■ **Activity**: State only how many lines below include the string "itself".

┌─ Data

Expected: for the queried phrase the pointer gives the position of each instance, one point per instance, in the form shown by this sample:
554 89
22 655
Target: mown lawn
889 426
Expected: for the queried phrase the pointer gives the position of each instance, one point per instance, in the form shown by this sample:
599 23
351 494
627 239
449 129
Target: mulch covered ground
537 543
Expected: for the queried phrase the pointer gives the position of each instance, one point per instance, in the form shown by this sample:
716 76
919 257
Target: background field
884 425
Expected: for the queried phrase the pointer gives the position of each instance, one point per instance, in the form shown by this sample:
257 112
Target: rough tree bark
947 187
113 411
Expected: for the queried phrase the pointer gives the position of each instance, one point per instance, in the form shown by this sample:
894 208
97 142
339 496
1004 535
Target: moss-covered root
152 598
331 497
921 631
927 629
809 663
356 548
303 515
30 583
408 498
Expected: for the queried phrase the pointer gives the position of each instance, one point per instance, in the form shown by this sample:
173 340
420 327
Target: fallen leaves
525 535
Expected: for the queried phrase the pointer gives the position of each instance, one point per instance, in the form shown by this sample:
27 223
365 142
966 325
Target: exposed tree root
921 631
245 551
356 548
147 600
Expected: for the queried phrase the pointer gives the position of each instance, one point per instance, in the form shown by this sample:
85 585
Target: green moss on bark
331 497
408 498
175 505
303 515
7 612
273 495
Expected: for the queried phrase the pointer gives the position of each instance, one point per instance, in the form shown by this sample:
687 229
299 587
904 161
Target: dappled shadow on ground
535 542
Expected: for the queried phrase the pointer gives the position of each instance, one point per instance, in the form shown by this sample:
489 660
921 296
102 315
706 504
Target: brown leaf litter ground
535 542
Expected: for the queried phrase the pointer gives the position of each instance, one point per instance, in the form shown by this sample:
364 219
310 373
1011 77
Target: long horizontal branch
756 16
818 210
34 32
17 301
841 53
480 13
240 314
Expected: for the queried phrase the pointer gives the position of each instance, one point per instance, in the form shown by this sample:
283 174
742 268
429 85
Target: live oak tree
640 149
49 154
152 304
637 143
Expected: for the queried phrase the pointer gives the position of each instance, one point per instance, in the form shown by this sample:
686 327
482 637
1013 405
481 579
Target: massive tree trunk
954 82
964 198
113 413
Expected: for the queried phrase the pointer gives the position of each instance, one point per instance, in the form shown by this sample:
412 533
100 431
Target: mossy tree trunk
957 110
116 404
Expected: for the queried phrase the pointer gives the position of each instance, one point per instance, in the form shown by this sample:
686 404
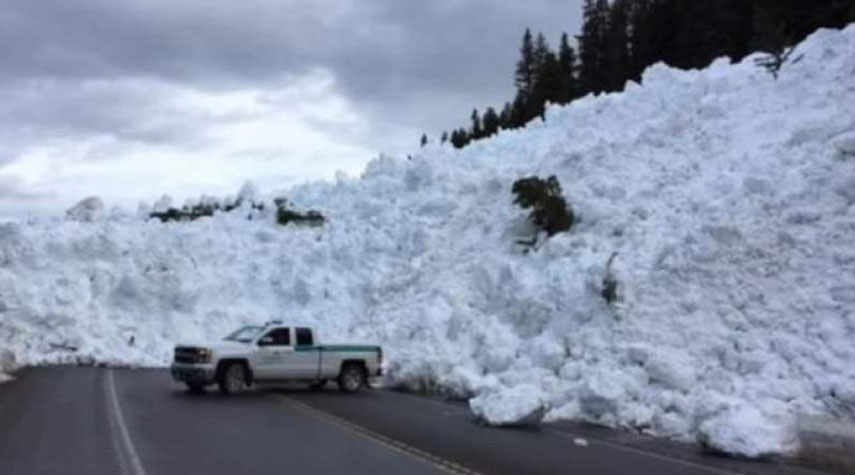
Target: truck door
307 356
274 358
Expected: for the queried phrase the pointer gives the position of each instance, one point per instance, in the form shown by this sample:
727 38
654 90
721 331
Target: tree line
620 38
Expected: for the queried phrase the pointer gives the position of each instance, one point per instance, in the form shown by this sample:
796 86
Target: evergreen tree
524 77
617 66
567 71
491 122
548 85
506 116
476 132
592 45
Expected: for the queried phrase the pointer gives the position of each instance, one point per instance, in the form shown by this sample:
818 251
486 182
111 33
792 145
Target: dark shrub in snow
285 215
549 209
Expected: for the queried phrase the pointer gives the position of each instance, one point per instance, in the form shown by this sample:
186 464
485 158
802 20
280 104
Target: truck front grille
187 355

└─
┌─ Data

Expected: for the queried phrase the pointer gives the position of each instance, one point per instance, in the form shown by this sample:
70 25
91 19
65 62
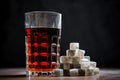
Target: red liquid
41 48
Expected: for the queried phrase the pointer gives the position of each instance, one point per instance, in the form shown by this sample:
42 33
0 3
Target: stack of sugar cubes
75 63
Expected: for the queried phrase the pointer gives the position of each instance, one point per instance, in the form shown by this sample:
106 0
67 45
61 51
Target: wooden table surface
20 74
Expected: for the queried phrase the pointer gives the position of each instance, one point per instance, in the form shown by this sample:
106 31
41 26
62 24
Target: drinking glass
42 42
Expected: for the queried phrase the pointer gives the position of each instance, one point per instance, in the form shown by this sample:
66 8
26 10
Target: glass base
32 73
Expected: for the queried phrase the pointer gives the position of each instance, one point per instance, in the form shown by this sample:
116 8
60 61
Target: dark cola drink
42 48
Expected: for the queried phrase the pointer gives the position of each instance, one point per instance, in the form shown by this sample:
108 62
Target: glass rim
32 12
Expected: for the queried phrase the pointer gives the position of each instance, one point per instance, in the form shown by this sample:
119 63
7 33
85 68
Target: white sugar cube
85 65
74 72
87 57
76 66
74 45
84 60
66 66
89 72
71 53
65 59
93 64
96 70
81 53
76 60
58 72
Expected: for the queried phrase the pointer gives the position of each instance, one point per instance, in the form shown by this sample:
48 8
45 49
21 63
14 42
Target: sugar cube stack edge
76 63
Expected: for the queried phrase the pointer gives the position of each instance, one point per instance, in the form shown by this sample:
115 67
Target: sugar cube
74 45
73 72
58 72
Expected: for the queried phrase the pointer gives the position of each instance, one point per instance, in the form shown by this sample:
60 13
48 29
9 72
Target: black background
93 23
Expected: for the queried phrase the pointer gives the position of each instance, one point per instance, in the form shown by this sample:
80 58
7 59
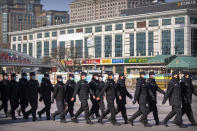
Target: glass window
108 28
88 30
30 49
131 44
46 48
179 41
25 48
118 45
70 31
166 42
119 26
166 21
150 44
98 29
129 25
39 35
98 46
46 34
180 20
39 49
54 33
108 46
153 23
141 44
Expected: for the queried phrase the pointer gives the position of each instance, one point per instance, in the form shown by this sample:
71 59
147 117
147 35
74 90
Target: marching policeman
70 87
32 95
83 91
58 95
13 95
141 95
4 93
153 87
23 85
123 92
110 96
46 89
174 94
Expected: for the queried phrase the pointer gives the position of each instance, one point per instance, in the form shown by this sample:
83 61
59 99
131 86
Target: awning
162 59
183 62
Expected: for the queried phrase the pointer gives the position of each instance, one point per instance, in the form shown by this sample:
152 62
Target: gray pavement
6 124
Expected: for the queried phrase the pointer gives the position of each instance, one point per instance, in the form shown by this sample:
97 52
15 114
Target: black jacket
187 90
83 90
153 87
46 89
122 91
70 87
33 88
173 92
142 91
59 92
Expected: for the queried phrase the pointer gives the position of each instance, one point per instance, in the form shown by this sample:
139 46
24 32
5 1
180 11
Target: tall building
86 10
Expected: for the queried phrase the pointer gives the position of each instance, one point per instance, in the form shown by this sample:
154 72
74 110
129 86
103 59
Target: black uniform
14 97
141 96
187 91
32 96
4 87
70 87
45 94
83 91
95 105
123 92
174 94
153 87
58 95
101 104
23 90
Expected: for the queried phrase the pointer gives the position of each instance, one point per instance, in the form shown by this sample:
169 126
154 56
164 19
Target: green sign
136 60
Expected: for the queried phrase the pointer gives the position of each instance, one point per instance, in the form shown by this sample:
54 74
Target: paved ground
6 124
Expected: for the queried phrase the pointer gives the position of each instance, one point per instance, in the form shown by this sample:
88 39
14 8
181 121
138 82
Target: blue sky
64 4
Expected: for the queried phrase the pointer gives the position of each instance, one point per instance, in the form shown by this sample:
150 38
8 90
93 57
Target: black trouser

└─
┌─ Data

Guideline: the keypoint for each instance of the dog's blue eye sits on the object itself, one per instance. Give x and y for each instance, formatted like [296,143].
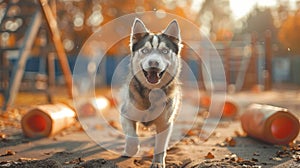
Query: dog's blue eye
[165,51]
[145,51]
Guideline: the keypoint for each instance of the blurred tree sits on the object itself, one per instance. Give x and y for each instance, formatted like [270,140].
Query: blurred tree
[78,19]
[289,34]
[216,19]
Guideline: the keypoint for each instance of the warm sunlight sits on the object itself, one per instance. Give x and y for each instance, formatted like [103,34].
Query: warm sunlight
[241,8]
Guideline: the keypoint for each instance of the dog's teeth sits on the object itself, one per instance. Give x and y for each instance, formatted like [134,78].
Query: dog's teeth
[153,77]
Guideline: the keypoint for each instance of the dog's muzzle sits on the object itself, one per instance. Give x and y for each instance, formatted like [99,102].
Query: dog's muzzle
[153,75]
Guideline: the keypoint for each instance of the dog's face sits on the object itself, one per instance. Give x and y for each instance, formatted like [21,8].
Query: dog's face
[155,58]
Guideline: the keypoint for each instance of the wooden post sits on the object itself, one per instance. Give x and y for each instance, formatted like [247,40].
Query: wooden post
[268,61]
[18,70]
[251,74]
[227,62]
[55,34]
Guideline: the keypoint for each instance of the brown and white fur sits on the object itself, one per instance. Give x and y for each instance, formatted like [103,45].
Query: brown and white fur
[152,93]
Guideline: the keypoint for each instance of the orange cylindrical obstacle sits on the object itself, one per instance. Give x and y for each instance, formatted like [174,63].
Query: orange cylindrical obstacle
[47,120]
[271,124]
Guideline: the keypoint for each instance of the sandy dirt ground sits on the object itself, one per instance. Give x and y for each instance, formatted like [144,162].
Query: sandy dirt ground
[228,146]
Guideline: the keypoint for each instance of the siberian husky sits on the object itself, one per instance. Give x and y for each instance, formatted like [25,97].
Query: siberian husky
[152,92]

└─

■ **Exercise response**: 11